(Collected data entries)
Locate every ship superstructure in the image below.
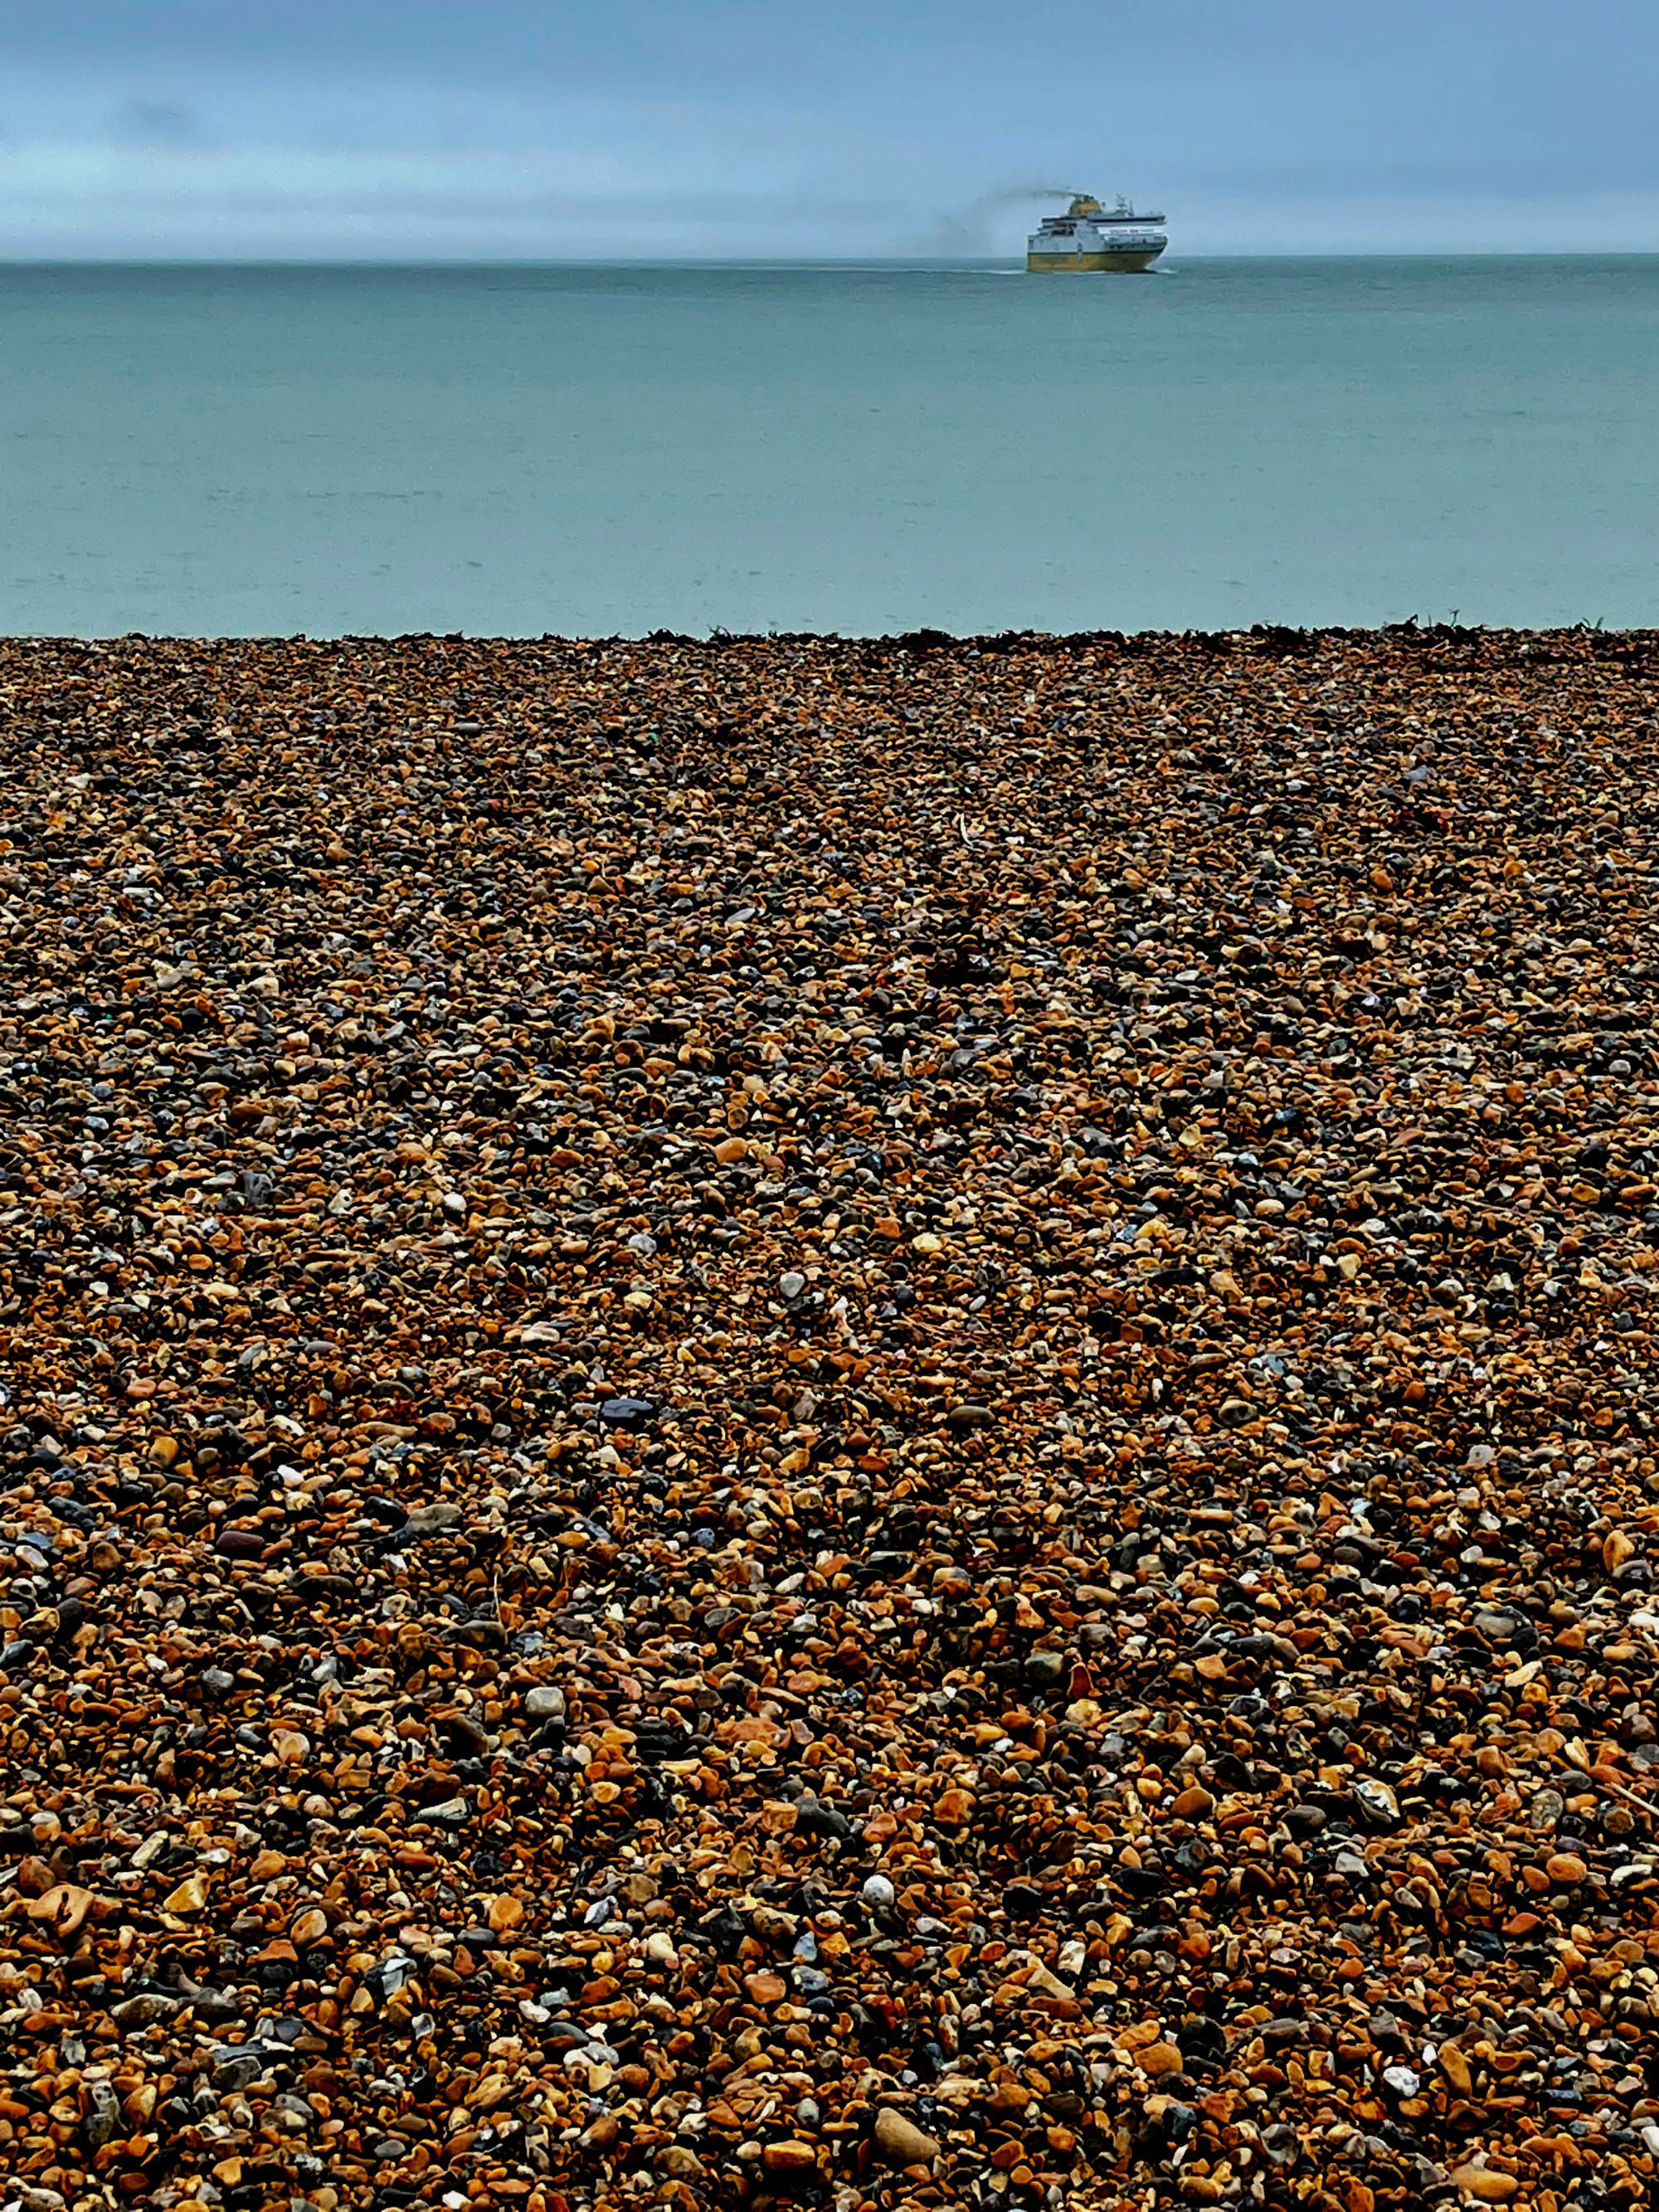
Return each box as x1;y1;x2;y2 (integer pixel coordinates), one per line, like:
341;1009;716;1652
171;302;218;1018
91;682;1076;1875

--

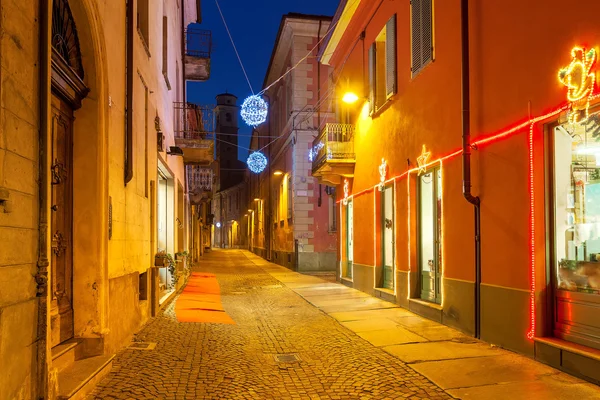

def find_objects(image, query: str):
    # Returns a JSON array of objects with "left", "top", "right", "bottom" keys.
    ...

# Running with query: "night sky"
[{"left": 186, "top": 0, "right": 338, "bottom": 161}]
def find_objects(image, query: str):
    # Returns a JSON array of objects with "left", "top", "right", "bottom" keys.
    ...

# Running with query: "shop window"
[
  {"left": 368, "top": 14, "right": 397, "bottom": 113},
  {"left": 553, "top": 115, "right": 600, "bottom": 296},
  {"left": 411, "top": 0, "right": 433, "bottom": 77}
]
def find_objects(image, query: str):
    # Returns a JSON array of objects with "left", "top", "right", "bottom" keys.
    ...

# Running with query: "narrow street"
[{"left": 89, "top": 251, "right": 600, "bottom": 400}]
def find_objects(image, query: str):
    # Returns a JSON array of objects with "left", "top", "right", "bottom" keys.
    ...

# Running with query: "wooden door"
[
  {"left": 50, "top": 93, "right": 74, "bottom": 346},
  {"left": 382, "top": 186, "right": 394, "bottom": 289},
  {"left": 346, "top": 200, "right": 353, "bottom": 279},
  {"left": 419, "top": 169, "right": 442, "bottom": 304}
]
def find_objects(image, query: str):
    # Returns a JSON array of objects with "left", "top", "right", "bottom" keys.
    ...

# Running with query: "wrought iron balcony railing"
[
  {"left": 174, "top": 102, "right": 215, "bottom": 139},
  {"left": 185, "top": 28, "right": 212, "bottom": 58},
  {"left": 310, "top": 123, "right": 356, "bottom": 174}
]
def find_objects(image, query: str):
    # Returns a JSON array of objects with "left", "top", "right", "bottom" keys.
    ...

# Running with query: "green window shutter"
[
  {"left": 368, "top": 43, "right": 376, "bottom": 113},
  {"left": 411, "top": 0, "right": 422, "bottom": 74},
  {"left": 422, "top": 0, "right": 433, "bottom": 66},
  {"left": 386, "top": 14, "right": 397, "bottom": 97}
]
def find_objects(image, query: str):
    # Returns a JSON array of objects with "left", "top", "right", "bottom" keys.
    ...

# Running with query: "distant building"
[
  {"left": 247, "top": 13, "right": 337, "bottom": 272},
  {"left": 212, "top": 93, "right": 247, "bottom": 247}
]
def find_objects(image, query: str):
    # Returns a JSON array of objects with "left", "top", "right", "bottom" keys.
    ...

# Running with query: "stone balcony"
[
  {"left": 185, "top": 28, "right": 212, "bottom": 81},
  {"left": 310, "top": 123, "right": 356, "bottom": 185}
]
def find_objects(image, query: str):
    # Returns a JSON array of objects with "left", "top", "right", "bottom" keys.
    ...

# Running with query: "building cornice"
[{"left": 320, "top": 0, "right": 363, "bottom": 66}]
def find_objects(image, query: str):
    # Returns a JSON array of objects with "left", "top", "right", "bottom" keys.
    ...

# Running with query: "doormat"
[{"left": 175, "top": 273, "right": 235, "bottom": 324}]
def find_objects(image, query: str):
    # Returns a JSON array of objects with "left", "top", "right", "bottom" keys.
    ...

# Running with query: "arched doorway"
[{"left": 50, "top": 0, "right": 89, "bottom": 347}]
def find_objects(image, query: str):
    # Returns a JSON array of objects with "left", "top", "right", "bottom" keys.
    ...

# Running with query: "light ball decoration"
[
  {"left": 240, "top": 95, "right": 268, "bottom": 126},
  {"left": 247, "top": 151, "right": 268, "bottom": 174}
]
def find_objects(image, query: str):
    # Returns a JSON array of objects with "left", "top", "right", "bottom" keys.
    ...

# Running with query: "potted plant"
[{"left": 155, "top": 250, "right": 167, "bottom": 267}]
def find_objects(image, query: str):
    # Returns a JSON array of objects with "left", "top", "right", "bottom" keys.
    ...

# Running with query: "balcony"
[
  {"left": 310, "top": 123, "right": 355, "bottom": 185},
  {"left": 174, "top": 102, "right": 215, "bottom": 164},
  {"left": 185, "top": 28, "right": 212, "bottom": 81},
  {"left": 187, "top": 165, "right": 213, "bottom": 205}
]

...

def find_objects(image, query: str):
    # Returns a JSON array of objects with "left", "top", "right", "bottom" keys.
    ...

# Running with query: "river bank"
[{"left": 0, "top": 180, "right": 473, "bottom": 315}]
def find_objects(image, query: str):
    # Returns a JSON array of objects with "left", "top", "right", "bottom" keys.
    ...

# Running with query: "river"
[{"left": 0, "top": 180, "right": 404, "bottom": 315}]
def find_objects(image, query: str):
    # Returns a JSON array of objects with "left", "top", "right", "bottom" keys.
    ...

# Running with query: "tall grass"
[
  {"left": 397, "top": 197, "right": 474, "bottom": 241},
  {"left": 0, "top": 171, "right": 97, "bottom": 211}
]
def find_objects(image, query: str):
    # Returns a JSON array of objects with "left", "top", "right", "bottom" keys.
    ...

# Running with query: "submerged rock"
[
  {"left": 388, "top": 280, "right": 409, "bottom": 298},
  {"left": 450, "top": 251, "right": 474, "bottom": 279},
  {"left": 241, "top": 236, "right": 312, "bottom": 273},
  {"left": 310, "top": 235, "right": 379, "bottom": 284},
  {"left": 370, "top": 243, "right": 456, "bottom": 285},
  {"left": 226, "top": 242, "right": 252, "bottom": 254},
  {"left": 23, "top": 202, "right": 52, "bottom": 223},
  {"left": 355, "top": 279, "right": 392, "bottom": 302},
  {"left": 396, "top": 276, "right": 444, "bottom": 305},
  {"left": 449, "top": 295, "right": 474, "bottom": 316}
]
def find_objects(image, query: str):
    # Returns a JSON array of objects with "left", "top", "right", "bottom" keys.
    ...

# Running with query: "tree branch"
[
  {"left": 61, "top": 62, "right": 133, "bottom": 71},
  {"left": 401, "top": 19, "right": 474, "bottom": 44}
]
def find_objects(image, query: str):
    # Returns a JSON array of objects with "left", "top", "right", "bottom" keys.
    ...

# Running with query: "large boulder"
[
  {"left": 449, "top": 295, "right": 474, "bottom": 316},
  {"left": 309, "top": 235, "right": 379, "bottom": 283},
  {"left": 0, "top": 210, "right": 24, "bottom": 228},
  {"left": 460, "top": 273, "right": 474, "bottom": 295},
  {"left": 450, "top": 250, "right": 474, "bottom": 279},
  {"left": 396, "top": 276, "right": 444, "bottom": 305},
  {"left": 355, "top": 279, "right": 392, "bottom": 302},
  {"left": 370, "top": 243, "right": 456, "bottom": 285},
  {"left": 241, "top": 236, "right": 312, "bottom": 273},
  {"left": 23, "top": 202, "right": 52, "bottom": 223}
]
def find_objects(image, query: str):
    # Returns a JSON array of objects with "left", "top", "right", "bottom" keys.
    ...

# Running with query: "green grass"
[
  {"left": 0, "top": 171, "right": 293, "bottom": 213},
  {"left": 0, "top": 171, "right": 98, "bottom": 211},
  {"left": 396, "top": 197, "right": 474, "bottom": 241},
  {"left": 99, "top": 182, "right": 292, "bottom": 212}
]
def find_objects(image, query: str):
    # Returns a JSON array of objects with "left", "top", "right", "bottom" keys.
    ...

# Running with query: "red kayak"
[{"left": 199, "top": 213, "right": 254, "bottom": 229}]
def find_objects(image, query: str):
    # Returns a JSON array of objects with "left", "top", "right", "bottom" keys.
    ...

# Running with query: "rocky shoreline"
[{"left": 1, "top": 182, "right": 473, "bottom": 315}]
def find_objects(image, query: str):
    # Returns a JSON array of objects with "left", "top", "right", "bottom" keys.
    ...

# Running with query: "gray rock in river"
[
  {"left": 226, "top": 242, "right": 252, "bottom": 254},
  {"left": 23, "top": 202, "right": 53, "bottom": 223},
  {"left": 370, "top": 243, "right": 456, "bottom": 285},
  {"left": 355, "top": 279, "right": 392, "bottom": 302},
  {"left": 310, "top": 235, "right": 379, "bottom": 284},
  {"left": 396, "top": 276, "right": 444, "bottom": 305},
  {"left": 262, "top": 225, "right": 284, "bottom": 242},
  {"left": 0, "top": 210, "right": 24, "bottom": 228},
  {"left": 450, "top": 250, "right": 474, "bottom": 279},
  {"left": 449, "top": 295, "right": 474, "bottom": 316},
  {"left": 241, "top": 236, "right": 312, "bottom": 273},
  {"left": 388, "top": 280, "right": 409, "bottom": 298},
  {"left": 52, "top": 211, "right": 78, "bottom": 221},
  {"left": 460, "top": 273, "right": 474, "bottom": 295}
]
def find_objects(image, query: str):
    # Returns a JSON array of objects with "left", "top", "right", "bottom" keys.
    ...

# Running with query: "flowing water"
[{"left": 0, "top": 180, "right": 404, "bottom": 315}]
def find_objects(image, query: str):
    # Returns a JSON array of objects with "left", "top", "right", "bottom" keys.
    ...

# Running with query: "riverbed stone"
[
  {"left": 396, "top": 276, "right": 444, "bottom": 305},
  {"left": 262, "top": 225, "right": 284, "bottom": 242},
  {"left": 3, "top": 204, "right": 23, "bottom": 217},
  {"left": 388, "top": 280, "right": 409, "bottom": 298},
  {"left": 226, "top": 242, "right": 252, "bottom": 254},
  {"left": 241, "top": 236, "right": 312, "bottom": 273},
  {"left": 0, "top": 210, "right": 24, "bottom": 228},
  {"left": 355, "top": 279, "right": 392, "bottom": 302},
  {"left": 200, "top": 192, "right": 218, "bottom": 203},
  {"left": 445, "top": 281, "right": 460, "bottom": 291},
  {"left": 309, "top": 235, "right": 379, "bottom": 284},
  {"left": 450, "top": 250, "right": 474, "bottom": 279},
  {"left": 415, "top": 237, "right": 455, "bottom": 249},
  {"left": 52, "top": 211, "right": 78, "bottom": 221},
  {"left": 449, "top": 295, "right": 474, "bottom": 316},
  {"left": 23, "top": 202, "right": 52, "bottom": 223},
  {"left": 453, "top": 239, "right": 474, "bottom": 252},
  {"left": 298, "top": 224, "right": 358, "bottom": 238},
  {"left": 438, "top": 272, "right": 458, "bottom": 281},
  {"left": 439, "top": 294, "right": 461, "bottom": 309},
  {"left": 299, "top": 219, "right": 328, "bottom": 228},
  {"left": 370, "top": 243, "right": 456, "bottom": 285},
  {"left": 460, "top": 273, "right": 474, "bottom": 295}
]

*Problem description*: Using the data above, transcribe the lines that run from the line with "Return each box" to the line with "91;682;1076;1875", both ends kept, and output nothing else.

*Response below*:
Return each box as x1;y1;x2;y2 (integer pixel coordinates), one per line, like:
341;1009;716;1652
171;302;218;1018
91;682;1076;1875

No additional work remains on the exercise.